PASSAGE TO READ section start
46) A Woman Under the Influence (1974), directed by John Cassavetes
Picture links back here
A Woman Under the Influence is a painful movie, long and unforgiving and damning. Mabel and Nick, played perfectly by Gena Rowlands and Peter Falk, are a married couple who, despite everything that happens, seem like they could be happy if their lives were consistent. The first stab of the movie comes when Nick, who works for the city, has to suddenly work an extra shift and doesn’t call Mabel, who’s sent the kids to her mom’s so she can have a date night with her husband. Mabel drinks. She smokes. She puts her feet up. She goes out to a bar and gets picked up, takes the man home with her. Nick comes home in the morning with his entire crew, again without warning Mabel, and the team has spaghetti at six, seven, eight a.m. People live like this, but Mabel is clearly hanging on with her fingernails being ripped from her cuticles in this environment. As her grip on her memory and her reality fade, as her quirkiness is read as madness by the men who see her, one wonders what her life would be like if her husband just came home when he said he would, called when he couldn’t, and treated her like a human being. When Mabel is sent away for six months for treatment, we see that Nick can’t exactly hide his spots either. At that spaghetti breakfast, he breaks up a good time when he thinks Mabel is a little too flirty with one of his coworkers. He slaps Mabel more than once. He drags the children around and gives them beer to drink. And in scenes where he interacts with the kids and where Mabel interacts with the kids, it’s obvious the little people prefer their mother. The message is clear enough; if Nick were a woman, they’d toss him a mental hospital even faster than he has his wife shipped off.
PASSAGE TO READ section end
RECORDED DATA section start
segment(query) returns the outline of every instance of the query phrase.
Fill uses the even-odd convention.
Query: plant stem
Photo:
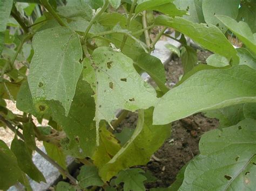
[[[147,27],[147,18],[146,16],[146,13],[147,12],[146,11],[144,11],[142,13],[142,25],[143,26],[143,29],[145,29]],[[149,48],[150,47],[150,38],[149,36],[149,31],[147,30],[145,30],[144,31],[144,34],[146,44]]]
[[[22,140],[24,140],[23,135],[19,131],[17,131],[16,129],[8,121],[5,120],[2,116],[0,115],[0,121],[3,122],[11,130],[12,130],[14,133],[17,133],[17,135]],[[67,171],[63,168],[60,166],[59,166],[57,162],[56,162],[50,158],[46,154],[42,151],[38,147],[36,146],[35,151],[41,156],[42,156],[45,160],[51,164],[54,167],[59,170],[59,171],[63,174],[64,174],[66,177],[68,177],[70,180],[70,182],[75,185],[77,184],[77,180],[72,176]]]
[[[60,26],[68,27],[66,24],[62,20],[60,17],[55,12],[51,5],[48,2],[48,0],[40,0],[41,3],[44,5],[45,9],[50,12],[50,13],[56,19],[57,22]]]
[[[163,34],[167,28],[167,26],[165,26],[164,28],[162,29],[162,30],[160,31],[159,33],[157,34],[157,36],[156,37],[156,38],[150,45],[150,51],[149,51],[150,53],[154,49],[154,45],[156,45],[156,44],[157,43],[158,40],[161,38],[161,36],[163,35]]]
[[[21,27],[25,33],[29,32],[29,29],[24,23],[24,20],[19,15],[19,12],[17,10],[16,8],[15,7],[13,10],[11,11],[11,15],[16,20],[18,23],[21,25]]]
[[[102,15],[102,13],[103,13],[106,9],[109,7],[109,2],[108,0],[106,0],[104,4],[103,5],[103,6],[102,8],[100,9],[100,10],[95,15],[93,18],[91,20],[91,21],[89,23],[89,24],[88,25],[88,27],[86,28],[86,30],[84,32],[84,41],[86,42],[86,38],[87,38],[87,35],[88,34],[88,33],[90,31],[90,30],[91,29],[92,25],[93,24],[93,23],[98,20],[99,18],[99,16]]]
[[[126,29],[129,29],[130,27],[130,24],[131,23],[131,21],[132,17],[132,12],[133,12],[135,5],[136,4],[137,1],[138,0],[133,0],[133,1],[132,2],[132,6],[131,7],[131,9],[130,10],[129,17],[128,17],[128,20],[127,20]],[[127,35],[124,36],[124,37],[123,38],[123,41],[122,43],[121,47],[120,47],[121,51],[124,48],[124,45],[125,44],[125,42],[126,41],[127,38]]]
RECORDED DATA section end
RECORDED DATA section start
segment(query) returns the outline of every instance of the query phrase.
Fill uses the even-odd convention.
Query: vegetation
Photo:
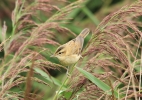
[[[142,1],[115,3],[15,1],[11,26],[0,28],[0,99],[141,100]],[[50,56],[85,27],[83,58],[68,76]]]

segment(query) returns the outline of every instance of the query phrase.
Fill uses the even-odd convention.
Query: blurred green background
RECORDED DATA section end
RECORDED DATA section start
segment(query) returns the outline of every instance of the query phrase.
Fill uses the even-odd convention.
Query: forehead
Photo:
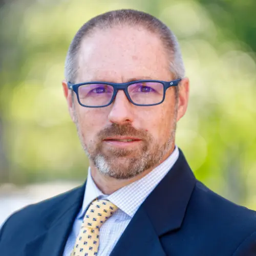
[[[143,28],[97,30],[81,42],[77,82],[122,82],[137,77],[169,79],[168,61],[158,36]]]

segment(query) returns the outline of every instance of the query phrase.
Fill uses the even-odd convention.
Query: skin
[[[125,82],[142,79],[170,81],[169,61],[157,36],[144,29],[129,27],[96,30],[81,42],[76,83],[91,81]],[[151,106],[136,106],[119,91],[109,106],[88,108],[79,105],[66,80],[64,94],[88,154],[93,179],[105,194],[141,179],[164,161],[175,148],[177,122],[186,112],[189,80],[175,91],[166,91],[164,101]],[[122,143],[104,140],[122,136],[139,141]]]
RECORDED DATA section end
• **COMPLETE THE FOLLOWING**:
A. From the review of A Woman Under the Influence, list each thing Mabel does in the run of sentences from "Mabel drinks." through "takes the man home with her."
B. Carry the review of A Woman Under the Influence forward past its last sentence.

• **ANSWERS FOR THE EXERCISE**:
A. She drinks, smokes, puts her feet up, goes out to a bar and gets picked up, and takes the man home with her.

B.
Cassavetes uses his camera like a microscope. He has an eye for a wide shot or an American shot as much as the next guy, but he is most successful in the extreme close-ups which are unmistakably his. To see A Woman Under the Influence is to know Gena Rowlands’ pores in the way that few people can know anyone’s pores. It takes a heck of an actor to stand up to that kind of barrage of close-ups, and Rowlands is precisely that; Mabel isn’t Joan of Arc, but Rowlands’ naturalism is every bit as affecting as Falconetti’s flawlessness. Mabel has an unkempt cuddly quality to her, one that is often confronted by the toughness or meanness of other characters and which forces her to growl and hiss and jump up on the couch for some illusion of security. It never quite succeeds.